What dies during this period is a part of you that sought connection with people that in turn hurt you, the part of you that was hopeful of people, only to be let down, and the part of you that sought love, acceptance and care and instead found rejection, critique and blame. But this is where you learn to break off from relying on people. This is where you learn that people, no matter how little choice you had as a child, were not supposed to be ‘gods’. This is where you were supposed to learn to truly rely on God alone. This is why the priest who wrote about the dark night of the soul, described it as something that, once gone through, will strengthen your faith in God like you would have never known was possible before.

Pete Walker described how many of his clients, during an emotional flashback, were feeling like they were going to be homeless soon. He wrote: “what a symbol of abandonment!” By this he meant that the clients were flash-backing to feelings of abandonment in their childhood, and thus projected those feelings onto their current reality. So how undeniably clear is it now that those who flashback to the tyranny of their caregivers, end up feeling like God hates them and they will go to hell no matter what they try? What a symbol of abuse of authority!

---+---

# [Tasks to carry out]
a - Translate this sentence from the page text into Spanish: "This is where you were supposed to learn to truly rely on God alone."
b - According to the page text, what did Pete Walker say many of his clients felt during an emotional flashback?

---+---

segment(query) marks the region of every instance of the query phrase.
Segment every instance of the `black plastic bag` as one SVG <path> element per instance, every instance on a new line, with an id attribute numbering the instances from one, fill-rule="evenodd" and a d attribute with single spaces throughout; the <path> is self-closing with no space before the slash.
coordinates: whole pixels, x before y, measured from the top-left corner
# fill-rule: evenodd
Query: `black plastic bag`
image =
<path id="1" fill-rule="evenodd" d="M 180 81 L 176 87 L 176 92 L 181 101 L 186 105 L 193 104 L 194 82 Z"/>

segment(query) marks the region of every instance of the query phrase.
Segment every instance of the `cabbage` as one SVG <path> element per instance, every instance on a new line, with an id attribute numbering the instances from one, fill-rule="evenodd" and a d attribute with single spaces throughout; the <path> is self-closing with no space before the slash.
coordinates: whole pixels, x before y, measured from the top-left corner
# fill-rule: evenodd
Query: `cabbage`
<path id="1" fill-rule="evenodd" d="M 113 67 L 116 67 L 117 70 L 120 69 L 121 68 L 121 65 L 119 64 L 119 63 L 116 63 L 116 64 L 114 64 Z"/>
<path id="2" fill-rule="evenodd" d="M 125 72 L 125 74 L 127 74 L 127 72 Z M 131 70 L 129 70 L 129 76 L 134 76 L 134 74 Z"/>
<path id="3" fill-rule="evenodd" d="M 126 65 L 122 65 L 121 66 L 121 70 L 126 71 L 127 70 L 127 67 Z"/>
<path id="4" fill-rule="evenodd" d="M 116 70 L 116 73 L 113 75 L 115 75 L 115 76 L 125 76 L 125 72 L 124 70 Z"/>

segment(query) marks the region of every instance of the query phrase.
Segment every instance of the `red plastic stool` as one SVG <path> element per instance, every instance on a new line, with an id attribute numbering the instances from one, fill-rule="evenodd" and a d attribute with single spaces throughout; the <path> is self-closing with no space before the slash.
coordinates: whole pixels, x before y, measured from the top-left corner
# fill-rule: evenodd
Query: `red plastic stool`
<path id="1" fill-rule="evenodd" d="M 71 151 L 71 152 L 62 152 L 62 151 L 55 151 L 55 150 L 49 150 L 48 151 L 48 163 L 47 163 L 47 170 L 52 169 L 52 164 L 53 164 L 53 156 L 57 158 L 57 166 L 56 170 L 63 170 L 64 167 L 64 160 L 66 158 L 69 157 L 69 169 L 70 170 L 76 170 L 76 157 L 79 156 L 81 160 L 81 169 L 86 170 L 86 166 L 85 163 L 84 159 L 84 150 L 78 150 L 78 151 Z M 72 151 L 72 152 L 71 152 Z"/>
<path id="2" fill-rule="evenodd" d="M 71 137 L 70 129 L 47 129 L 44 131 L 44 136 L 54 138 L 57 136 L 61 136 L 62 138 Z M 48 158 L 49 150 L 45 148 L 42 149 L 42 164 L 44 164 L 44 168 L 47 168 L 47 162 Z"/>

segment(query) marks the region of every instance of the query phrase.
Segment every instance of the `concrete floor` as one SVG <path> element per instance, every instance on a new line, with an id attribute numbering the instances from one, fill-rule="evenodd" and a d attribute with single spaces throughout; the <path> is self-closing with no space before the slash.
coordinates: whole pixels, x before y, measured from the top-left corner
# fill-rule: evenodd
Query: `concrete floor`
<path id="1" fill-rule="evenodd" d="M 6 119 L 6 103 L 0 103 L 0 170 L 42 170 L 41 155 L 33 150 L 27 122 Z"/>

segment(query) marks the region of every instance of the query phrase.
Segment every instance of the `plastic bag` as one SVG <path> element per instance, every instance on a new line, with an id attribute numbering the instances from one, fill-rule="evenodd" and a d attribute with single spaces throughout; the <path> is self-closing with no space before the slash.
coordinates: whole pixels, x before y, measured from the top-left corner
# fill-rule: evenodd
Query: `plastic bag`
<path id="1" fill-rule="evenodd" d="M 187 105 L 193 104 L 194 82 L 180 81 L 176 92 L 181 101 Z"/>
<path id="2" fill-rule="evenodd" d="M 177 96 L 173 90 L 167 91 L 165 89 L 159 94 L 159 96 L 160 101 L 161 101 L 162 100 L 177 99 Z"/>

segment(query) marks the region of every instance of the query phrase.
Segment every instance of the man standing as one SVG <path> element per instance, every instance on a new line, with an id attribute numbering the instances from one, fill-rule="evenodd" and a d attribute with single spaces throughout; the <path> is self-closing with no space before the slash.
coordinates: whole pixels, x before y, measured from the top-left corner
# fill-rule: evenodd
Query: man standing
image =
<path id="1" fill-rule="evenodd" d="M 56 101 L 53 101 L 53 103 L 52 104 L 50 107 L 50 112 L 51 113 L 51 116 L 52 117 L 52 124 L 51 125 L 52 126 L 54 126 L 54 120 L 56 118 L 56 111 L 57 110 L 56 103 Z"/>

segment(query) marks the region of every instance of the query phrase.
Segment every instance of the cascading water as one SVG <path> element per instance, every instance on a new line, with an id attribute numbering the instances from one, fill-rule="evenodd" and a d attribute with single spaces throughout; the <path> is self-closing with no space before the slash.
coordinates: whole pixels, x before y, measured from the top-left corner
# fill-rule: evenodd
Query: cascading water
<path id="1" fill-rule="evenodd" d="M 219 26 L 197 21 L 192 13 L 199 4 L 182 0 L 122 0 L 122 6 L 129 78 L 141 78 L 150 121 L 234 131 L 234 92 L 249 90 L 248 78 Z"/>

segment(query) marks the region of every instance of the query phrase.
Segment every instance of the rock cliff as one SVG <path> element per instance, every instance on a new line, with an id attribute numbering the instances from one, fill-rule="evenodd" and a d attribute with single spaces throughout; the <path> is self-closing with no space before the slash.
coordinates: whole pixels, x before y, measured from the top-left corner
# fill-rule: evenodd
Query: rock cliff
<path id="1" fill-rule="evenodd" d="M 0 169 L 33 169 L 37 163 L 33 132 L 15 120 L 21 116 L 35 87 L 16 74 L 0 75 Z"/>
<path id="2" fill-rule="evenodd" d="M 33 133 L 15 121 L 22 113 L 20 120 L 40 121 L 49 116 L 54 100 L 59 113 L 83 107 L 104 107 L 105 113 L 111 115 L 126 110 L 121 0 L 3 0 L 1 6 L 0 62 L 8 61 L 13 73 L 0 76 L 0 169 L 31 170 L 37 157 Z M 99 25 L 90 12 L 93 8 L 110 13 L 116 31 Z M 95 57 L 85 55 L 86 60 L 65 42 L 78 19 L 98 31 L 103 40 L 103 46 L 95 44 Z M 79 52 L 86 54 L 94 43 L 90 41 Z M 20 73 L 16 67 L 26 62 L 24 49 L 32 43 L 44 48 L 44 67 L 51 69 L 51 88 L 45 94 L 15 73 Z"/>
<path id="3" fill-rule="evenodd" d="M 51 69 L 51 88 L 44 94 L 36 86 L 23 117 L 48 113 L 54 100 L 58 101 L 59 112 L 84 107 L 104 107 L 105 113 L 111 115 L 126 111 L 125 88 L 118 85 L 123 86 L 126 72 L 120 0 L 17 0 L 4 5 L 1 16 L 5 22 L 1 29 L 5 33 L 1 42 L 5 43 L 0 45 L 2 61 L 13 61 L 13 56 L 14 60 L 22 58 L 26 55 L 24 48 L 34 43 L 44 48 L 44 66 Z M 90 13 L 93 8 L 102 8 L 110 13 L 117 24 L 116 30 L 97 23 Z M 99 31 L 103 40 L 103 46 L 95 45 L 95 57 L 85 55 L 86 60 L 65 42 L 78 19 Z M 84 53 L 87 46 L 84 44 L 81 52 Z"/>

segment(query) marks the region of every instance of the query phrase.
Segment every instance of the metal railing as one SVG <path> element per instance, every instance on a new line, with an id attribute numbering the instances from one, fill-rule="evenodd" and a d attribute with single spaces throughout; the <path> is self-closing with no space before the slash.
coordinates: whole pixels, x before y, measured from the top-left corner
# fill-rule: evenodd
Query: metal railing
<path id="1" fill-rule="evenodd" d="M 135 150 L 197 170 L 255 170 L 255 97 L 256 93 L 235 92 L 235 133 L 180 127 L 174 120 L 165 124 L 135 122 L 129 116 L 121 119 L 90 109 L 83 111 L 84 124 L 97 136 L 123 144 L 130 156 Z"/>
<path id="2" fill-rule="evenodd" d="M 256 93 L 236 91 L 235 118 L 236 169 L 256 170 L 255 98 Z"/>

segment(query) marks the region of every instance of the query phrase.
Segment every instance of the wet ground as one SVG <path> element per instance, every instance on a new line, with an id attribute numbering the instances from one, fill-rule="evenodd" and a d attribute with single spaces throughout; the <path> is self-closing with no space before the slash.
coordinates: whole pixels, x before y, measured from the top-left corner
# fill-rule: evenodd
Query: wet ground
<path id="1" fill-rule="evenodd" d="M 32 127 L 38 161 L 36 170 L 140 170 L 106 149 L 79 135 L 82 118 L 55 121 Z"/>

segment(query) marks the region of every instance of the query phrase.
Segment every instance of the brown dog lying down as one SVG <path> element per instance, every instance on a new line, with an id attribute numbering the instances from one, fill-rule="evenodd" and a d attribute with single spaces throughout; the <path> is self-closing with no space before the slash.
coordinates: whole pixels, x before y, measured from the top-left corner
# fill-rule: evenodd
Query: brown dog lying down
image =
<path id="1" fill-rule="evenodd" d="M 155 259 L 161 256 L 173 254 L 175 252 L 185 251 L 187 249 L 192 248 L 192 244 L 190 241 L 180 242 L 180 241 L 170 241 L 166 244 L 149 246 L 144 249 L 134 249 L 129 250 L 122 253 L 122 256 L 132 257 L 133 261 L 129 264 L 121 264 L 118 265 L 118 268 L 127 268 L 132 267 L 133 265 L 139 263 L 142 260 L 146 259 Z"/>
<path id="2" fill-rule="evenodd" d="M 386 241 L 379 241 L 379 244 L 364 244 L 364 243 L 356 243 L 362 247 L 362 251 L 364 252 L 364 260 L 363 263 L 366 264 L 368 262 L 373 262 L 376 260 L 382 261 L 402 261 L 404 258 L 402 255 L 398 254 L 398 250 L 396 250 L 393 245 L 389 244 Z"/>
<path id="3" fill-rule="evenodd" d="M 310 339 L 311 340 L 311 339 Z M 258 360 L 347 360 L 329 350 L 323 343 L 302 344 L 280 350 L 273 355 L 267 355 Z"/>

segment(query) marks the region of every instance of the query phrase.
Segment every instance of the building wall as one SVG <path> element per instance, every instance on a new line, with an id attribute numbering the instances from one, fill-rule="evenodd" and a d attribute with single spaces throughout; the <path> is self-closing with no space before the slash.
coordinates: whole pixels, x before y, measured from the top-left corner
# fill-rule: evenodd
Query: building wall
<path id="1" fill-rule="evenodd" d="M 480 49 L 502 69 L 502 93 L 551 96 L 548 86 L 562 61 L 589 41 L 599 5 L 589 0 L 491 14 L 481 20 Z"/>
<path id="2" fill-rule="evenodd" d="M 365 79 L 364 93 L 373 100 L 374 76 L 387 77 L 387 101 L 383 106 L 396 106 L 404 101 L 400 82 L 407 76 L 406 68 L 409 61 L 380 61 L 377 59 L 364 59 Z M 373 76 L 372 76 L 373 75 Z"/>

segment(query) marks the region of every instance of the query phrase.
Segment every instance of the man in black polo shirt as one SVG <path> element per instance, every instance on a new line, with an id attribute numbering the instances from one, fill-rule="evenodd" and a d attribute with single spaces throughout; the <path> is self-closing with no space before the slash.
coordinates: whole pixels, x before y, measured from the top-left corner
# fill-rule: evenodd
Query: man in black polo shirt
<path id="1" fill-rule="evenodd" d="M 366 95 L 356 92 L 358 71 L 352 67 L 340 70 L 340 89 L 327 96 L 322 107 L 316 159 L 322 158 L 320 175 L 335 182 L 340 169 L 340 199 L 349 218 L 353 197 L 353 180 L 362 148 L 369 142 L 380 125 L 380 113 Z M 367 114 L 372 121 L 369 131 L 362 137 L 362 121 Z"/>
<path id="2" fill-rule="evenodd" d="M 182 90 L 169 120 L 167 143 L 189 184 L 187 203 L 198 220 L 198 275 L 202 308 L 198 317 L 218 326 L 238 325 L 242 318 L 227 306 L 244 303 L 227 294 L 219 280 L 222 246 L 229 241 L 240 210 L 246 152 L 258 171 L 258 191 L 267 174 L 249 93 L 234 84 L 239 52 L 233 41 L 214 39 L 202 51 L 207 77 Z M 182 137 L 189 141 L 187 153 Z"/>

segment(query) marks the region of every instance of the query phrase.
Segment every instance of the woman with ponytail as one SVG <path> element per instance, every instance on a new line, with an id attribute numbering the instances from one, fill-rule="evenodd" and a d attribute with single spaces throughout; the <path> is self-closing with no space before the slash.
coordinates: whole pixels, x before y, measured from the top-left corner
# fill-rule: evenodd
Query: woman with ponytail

---+---

# [Exercise solutions]
a - Aquí es donde se suponía que debías aprender a confiar verdaderamente solo en Dios.

b - They felt like they were going to be homeless soon.